[Textauszug]
Bei der Wahl am 24. Februar hatten die Moldawier die bis dahin regierenden Sozialdemokraten von der PDM mit einem Verlust von neun Punkten und einem Koalitionspartner zwar abgewählt, aber weder ACUM noch der PSRM eine Mehrheit verschafft. ACUM kam im insgesamt 101 Sitze umfassenden Parlament auf 27, die PSRM auf 34 und die PDM auf 30 Mandate. Sieben Sitze fielen an die neue EU-skeptische Mișcare Social-Politică Republicană Ravnopravie (ȘOR), drei an unabhängige Kandidaten. Deshalb ging anfangs auch Dodon davon aus, dass es zu vorgezogenen Neuwahlen kommen würde (vgl. Moldawien: Sozialdemokraten abgewählt).
Dann jedoch verabschiedete sich ACUM von seiner Ankündigung, weder mit der PSRM noch mit der PDM zu koalieren. Erleichtert haben dürfte ihr diesen Sinneswandel, dass sie als deutlich kleinerer Koalitionspartner mit der ehemaligen Weltbank-Beraterin Maia Sandu die Ministerpräsidentin und mit Andrei Nastase den Innenminister stellen kann.
Frische Verfassungsrichter
Dass die Verfassungsrichter so vehement auf eine ihrer Ansicht nach abgelaufene Frist zur Regierungsbildung beharrten und alle Handlungen der neuen Parlamentsregierung vorab für nichtig erklärten, könnte auch damit zu tun haben, dass sie nach überraschenden Rückzügen aus gesundheitlichen Gründen mehrheitlich erst in den letzten Monaten an ihre Ämter kamen. Also zu einer Zeit, als die Sozialdemokraten noch regierten, aber schon um ihre Macht bangen mussten.

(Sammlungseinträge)
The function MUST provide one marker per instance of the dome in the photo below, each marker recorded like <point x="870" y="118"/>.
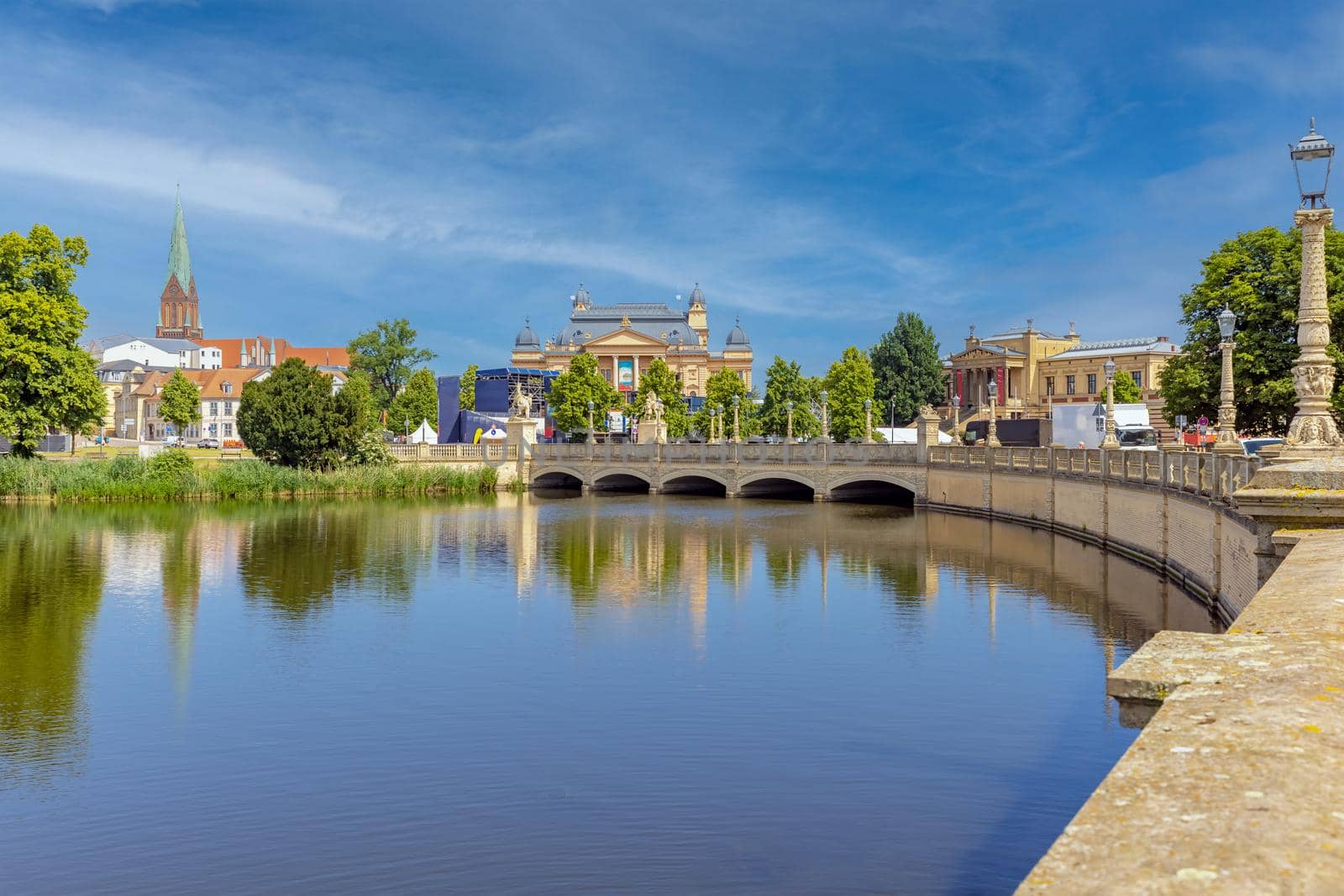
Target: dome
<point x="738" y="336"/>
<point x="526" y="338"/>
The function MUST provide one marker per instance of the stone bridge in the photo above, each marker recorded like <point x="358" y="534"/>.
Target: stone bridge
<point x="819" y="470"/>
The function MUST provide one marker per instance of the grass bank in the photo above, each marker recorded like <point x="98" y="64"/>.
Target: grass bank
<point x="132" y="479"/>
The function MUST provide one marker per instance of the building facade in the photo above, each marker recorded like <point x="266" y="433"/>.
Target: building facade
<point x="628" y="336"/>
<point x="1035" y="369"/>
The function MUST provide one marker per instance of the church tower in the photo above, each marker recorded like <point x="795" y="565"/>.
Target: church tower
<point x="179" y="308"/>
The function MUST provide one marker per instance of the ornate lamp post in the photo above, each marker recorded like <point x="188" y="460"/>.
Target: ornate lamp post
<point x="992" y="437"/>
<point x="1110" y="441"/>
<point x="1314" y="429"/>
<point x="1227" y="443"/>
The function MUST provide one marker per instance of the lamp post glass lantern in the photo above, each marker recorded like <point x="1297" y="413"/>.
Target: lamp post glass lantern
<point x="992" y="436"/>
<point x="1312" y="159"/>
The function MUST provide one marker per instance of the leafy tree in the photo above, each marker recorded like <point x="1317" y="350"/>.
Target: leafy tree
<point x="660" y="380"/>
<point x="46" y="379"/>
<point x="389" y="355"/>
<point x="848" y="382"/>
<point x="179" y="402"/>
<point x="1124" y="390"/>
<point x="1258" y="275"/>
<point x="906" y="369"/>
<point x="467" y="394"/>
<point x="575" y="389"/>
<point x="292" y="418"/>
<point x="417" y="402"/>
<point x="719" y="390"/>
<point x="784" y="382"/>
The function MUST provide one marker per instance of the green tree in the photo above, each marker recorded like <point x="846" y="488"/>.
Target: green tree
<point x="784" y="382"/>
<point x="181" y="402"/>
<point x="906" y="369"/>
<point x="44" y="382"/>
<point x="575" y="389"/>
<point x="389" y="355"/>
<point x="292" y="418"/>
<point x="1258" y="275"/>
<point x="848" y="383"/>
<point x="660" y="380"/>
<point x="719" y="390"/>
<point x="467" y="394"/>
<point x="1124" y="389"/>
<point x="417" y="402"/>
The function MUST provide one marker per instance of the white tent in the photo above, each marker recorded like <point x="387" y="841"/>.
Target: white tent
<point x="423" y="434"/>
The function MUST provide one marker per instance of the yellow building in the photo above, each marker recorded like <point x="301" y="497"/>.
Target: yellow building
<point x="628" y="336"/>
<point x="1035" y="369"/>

[Arbeitsaufträge]
[a] Geben Sie aus dem Textauszug zur Wahl in Moldawien den Abschnitt wörtlich wieder, der mit den Worten „Frische Verfassungsrichter“ beginnt und mit „Macht bangen mussten.“ endet.
[b] Fassen Sie bitte den Textauszug zur Wahl in Moldawien in zwei Sätzen zusammen.
[c] Wie viele Mandate erhielt die PSRM laut dem Textauszug zur Wahl in Moldawien?

[Ihre Antworten]
[a]
Frische Verfassungsrichter
Dass die Verfassungsrichter so vehement auf eine ihrer Ansicht nach abgelaufene Frist zur Regierungsbildung beharrten und alle Handlungen der neuen Parlamentsregierung vorab für nichtig erklärten, könnte auch damit zu tun haben, dass sie nach überraschenden Rückzügen aus gesundheitlichen Gründen mehrheitlich erst in den letzten Monaten an ihre Ämter kamen. Also zu einer Zeit, als die Sozialdemokraten noch regierten, aber schon um ihre Macht bangen mussten.

[b] Bei der Wahl am 24. Februar wurde die regierende PDM abgewählt, doch weder ACUM noch die PSRM erreichten im 101 Sitze umfassenden Parlament eine Mehrheit. ACUM rückte daraufhin von ihrer Absage an eine Koalition mit der PSRM oder der PDM ab und kann als deutlich kleinerer Partner mit Maia Sandu die Ministerpräsidentin und mit Andrei Nastase den Innenminister stellen, während die erst in den letzten Monaten mehrheitlich ins Amt gekommenen Verfassungsrichter alle Handlungen der neuen Parlamentsregierung vorab für nichtig erklärten.

[c] 34 Mandate.